What you need to do: Copy out each line of the records that contains the word "person".

Records supplied:
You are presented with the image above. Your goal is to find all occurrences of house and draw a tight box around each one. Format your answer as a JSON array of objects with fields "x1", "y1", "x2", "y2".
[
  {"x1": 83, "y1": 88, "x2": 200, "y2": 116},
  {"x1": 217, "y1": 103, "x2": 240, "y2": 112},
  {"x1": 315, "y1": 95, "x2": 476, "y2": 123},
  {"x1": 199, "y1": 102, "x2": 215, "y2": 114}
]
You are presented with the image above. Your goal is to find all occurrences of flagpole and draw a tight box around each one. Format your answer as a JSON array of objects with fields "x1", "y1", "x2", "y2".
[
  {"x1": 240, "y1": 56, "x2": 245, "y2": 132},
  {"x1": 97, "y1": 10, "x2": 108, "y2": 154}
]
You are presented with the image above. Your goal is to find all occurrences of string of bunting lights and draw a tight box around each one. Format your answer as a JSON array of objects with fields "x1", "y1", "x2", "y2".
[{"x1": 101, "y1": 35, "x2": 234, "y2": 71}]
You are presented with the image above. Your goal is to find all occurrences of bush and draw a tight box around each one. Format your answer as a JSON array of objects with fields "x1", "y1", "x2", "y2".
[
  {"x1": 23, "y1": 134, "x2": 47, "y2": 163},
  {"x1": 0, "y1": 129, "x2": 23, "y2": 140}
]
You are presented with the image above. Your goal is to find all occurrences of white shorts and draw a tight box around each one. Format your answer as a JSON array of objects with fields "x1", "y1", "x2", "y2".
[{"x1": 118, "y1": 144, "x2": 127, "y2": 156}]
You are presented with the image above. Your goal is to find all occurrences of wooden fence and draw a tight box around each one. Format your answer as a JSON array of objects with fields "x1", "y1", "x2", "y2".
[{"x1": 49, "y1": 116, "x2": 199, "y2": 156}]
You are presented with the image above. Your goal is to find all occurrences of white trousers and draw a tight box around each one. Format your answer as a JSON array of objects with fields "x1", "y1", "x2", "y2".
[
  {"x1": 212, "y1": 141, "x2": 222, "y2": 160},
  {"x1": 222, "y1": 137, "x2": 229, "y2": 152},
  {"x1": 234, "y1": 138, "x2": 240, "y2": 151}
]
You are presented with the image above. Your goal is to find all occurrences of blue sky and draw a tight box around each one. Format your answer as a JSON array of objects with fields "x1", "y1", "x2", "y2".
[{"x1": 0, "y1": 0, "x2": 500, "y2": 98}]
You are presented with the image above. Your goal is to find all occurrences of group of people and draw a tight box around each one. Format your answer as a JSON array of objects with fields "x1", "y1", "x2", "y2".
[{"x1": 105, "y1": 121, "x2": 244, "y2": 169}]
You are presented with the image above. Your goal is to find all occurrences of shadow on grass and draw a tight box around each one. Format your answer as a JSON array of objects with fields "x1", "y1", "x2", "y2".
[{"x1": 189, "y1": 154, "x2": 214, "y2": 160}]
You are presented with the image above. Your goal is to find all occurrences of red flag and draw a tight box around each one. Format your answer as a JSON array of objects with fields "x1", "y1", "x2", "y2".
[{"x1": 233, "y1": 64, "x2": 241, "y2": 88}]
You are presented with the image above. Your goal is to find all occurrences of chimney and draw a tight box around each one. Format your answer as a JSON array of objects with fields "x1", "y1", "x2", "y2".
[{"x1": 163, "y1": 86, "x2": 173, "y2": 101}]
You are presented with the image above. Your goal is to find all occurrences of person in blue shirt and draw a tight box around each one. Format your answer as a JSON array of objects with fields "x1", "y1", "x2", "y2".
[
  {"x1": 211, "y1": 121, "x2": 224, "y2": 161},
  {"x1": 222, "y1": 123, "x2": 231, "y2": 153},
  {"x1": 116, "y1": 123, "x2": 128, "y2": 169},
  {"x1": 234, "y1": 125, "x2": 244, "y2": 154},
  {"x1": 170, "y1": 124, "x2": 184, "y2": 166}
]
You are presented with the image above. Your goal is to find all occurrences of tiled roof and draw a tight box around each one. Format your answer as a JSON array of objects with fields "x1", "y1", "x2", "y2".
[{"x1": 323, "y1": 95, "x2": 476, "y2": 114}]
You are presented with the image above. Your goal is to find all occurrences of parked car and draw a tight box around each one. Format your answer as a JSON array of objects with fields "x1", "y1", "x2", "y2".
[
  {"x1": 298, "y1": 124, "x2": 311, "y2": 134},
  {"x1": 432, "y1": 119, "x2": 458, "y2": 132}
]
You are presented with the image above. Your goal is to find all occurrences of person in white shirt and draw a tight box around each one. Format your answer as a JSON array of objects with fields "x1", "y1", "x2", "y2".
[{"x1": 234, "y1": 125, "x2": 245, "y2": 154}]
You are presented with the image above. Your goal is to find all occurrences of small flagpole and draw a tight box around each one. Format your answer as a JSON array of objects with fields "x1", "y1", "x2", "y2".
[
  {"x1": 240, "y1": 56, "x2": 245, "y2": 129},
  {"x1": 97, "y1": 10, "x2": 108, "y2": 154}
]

Solution to this exercise:
You are presented with the image above. Your goal is to find all occurrences of person in blue shirt and draw a tight box around each one. Format your answer as a JSON array of objects with fields "x1", "y1", "x2", "y2".
You are presented with the image above. Your goal is to find all occurrences of person in white shirt and draw a tight box around each one. Format your answer as a JSON array of objects with fields "x1", "y1", "x2", "y2".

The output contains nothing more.